[Point annotation dataset records]
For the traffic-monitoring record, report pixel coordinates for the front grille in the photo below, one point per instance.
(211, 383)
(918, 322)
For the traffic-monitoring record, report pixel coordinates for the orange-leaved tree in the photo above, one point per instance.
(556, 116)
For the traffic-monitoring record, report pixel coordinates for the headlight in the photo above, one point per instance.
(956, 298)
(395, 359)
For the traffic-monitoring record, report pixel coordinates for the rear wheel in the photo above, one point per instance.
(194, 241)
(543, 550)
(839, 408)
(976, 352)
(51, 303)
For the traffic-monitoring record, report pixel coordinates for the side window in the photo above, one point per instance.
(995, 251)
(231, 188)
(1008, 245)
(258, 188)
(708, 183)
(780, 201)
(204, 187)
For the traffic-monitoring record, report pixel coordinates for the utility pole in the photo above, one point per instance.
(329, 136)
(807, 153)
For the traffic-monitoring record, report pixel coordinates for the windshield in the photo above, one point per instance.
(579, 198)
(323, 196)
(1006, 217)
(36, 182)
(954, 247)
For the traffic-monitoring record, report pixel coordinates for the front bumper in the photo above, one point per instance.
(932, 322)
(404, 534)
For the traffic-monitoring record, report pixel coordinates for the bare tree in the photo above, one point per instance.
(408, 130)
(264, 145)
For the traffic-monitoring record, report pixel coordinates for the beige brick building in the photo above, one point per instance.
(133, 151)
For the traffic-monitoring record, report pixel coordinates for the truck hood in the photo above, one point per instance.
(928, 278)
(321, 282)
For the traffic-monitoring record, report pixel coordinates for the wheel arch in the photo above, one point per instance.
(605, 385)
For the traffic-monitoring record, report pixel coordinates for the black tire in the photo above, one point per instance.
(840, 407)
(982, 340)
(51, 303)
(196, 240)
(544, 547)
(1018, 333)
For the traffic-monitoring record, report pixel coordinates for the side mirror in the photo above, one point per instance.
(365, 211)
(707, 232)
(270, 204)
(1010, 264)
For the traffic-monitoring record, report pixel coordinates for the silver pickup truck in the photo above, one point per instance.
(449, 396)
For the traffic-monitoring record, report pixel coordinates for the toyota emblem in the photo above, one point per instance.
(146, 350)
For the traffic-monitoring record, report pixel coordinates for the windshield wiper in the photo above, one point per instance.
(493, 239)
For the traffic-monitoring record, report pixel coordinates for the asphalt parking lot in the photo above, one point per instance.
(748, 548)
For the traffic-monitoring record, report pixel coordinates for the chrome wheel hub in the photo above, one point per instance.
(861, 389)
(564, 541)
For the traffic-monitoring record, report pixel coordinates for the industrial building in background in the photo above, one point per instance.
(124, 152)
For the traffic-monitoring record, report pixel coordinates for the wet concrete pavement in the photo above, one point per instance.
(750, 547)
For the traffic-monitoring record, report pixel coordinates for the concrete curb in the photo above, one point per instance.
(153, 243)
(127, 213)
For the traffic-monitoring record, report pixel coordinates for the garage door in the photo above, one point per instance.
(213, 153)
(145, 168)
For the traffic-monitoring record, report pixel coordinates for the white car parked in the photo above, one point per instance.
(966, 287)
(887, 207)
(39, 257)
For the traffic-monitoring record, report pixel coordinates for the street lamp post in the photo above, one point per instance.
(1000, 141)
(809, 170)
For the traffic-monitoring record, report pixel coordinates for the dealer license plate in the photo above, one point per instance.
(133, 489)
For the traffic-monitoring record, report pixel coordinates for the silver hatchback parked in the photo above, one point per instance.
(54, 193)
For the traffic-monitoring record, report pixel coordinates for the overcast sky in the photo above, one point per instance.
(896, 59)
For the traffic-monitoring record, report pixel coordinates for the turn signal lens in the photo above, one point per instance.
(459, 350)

Goal: Change each occurrence of "traffic-monitoring record" in the listing above to "street-scene record", then write out every line of the listing again with nothing else altered.

Worked solution:
For the street-scene record, report pixel coordinates for the front grille in the photo below, one point per instance.
(211, 383)
(918, 322)
For the street-scene record, report pixel coordinates for the orange-leaved tree in the photo above, one point per instance.
(556, 116)
For the street-scene record, report pixel coordinates for the headlight in the photo above, one point per instance.
(956, 298)
(395, 359)
For the street-scene record, report pixel coordinates for the rear wheel in the photo above, one point per instance.
(194, 241)
(543, 550)
(839, 408)
(976, 352)
(51, 303)
For the street-scene record, report pixel coordinates for the side window in the photo above, one point per instance.
(995, 251)
(231, 188)
(1008, 245)
(258, 188)
(708, 183)
(780, 201)
(204, 187)
For the street-scene record, report pixel coordinates for the utility pole in the photo above, one point per instance.
(329, 136)
(807, 153)
For the street-scene record, report pixel coordinates for the windshield in the photo above, one point per instance.
(579, 198)
(323, 196)
(1006, 217)
(36, 182)
(954, 247)
For the street-scene record, report pixel coordinates for the front bumper in the photo above, one point per instance.
(932, 322)
(404, 534)
For the street-scene record, report pixel coordinates for the bare tree in the photo above, one point per instance.
(408, 130)
(264, 145)
For the street-scene record, report pixel coordinates for the beige brick building in the photo above, one point per instance.
(133, 151)
For the street-scene record, report pixel coordinates for the truck hood in the photo above, one point per instance.
(928, 278)
(321, 282)
For the street-scene record, report pixel coordinates for the wheel arch in the photo above, one point per instance.
(605, 385)
For the street-scene record, report pixel coordinates for the black tire in the photo above, one point per instance.
(840, 407)
(982, 340)
(51, 303)
(196, 240)
(544, 547)
(1018, 333)
For the street-scene record, report pixel coordinates for the side mirror in the photo above, one point per instance.
(365, 211)
(707, 232)
(270, 204)
(1010, 264)
For the street-scene record, report pixel coordinates for the silver pickup truck in the photo above, one point per instance.
(449, 396)
For the street-scene record, report pixel coordinates for the toyota emblem in the photo above, one point per instance.
(146, 350)
For the street-scene record, report pixel coordinates for the windshield wiper in the photo above, one point per instance.
(493, 239)
For the street-scene record, report pixel coordinates for the asphalt parking lot in the photo above, one point per instance.
(748, 548)
For the street-scene record, report pixel coordinates for the chrome wheel hub in the photo above, one point per instance.
(861, 389)
(564, 541)
For the street-scene record, report pixel coordinates for the industrial building in background in the photo above, one point per instance.
(124, 152)
For the street-scene record, report pixel coordinates for the wet concrete pavement in the photo above, one point per instance.
(750, 547)
For the street-scene record, report pixel coordinates for the concrete curb in the photo above, one point per instance.
(153, 243)
(127, 213)
For the street-scene record, report pixel coordinates for the garage door in the photo above, one point per instance.
(213, 153)
(145, 168)
For the street-scene record, report pixel coordinates for the white car parked in the photo above, one point per instance.
(966, 287)
(887, 207)
(39, 257)
For the street-scene record, report pixel coordinates for the street lamp post in the photo above, one point per instance.
(1000, 141)
(809, 170)
For the street-scene record, report pixel coordinates for the dealer license plate in the photo above, one point per instance.
(133, 489)
For the street-scene record, report pixel coordinates for the silver hatchback parked in the photo above, one point per instance.
(54, 193)
For the street-scene record, report pixel coordinates for the overcast sky in the photo above, one point per instance.
(896, 59)
For the street-scene record, report pixel coordinates for the turn signal lens in the photo above, one point per instance.
(459, 350)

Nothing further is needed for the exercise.